=== Supplied data ===
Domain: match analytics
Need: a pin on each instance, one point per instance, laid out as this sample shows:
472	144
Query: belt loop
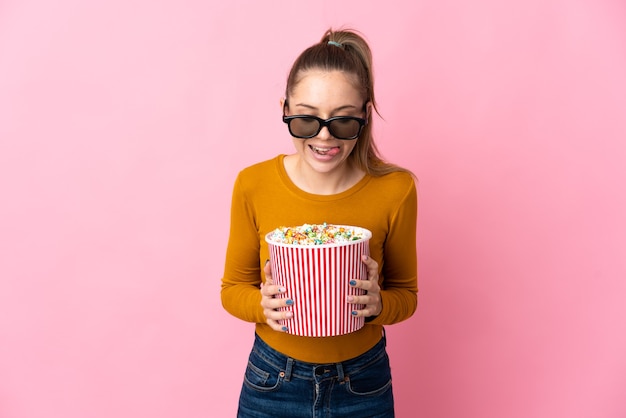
288	369
340	375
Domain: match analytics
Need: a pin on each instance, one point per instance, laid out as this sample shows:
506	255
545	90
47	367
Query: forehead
332	88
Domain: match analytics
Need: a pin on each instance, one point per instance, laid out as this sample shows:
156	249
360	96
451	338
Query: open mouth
325	151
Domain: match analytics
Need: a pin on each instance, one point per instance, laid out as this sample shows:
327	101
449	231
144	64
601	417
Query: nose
324	133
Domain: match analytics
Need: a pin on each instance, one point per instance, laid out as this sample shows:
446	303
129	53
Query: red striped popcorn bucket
317	278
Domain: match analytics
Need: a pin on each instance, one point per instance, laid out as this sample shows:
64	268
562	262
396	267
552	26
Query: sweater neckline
280	167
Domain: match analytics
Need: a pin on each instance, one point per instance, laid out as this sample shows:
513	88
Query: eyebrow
340	108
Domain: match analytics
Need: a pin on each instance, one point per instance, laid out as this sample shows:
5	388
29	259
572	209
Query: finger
267	269
275	303
274	320
271	290
372	267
===
Problem — Each record must appear again exactly as written above, without its pictures.

Result for this task —
Domain: match analytics
Need: a pin on each instance, one point per instance, laid out as this sample shows:
472	144
Query: belt loop
288	369
340	375
Domain: match analytics
Need: a pin on each instance, one point per instance, laid out as this sample shows:
506	255
545	90
47	367
Query: forehead
332	88
Domain: match analytics
Need: a pin on each instance, one point per instance, laid out as this sample shows:
156	249
360	96
451	338
Query: open mouth
325	151
Domain: match analytics
Need: a pin on each instance, one point per instance, laid out as this sample shows:
327	101
449	231
144	64
601	417
Query: nose
324	133
Domain: match analytics
Need: a pin on each instance, one point per instance, laid out as this sample shows:
446	303
129	53
Query: red striped popcorn bucket
317	278
Domain: match analytics
Need: a pin on each instance, one point per instance, laid out as this sample shows:
64	268
562	262
396	267
552	26
Query: sweater neckline
280	167
Domain: match analytics
Need: a pin on each instance, one point per instance, laid out as this sample shows:
513	88
Query: eyebrow
340	108
Domain: match analytics
Need: a pin on each instance, one point per instance, laid out as this sample shows:
5	388
29	259
572	209
Query: finger
267	269
275	303
274	320
271	290
372	267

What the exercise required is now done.